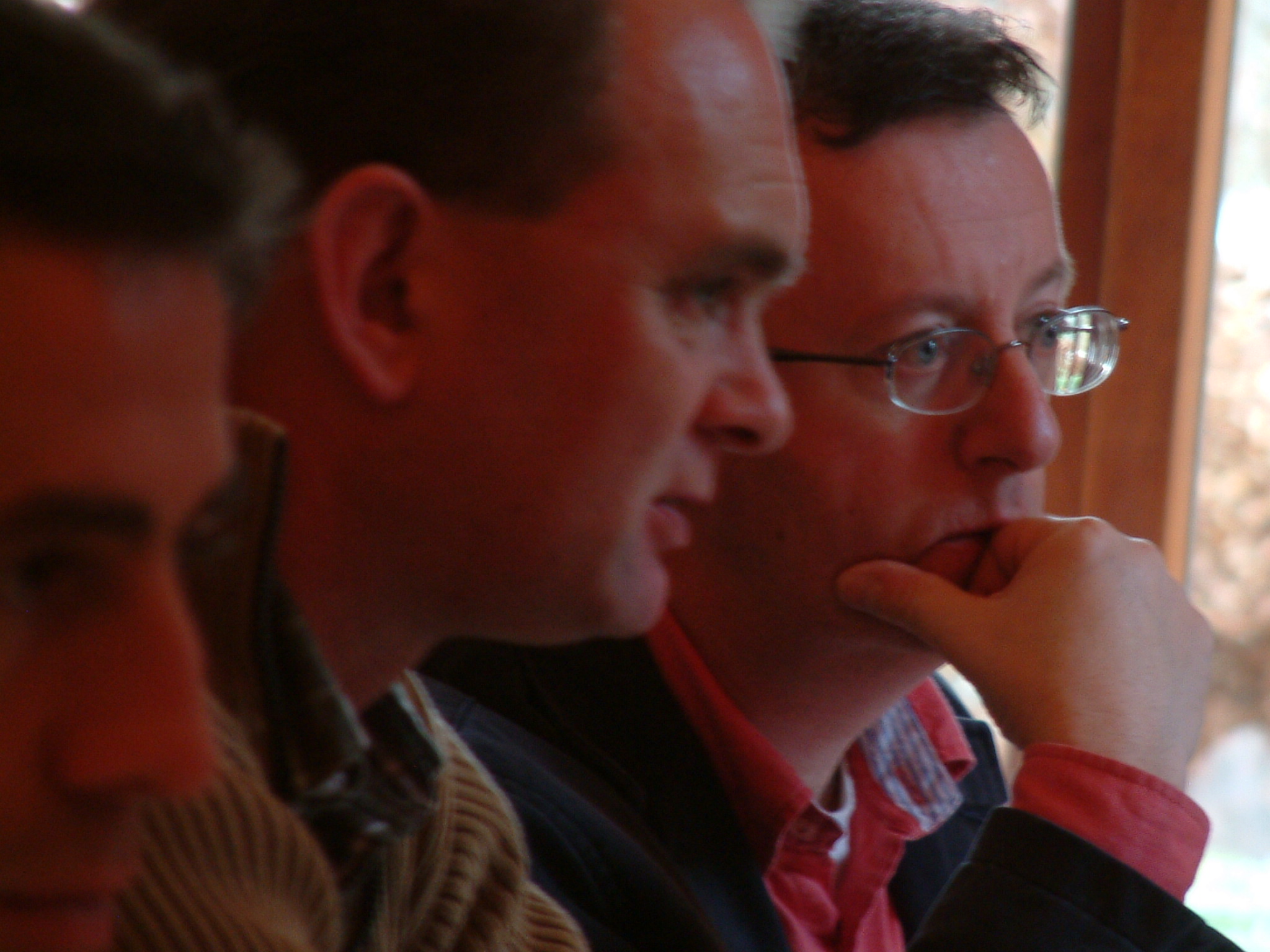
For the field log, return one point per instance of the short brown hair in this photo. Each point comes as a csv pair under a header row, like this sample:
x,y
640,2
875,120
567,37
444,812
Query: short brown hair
x,y
863,65
100,143
489,102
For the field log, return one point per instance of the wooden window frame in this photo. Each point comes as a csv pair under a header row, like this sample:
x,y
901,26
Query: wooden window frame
x,y
1139,183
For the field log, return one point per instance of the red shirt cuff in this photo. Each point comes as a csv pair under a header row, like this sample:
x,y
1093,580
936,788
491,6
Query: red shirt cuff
x,y
1140,819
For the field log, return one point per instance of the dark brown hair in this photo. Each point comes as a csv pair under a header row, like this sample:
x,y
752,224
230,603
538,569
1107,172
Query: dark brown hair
x,y
100,143
863,65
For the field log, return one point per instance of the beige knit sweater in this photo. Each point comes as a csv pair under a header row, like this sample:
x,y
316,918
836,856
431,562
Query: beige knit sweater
x,y
236,871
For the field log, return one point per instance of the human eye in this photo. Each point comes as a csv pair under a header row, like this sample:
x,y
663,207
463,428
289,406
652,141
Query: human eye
x,y
923,353
714,300
56,579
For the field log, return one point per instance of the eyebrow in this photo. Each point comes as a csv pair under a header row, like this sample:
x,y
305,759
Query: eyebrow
x,y
1062,272
762,258
76,513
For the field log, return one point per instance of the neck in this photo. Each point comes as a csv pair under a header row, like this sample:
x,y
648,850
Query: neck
x,y
810,690
350,606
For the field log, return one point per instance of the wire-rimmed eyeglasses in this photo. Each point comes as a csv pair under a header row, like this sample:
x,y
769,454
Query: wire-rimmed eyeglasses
x,y
950,369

== == ==

WHAT TO DO:
Output all of the entries once more, word for word, with the images removed.

ANSWER:
For the field log, return one point per instance of the short brown hair in this photo. Each point comes as a csv pair under a header row, like this sample:
x,y
640,2
875,120
567,37
444,812
Query: short brown hair
x,y
863,65
100,143
489,102
For the field log, return one point per instance of the wooden window frame in this photo. Each point comes as a csv pair under a header row, like this sample:
x,y
901,26
Query: wooden window frame
x,y
1139,183
For the field log, return one point per instance of the red shirt cuff in this photo. Each point comes as a csv pair under a header row, like this sample:
x,y
1093,580
936,788
491,6
Query: red shirt cuff
x,y
1140,819
For the field log, return one point per instance of the dark brown hair in this photo. Each point comes as a csv pair under a header row, like this sample:
x,y
752,224
230,603
538,569
1107,172
Query: dark brown hair
x,y
100,143
863,65
For the field log, return one point per instance of the beige knit sweater in this photo. Each point comes as a csv pair under a header row, like this sample:
x,y
316,918
836,856
431,562
Query: beige knit sweater
x,y
236,871
For the field log, return one point per instance of the human eye in this photo. Each point comes as a csv pair under a header row, like this sample:
x,y
663,207
463,428
289,406
652,141
Query: human eye
x,y
923,353
714,300
56,579
For the field log, return one point per instance of the eyebrow in this photo. Each point comes as a csv pair under a header row, like this sample:
x,y
305,759
Query: eyebrow
x,y
1062,272
762,258
76,513
For the field log, return one point per instance of the neck in this photo. Each point comes as a csv pair under a header row, like this sample:
x,y
648,850
Query: neck
x,y
810,690
350,606
For the field log, return one point per instance of the wire-rimmed eyeglasses in this photo. Each point comes as a csv pair under a header row, like this sample:
x,y
769,454
Query: wire-rimmed eyeglasses
x,y
950,369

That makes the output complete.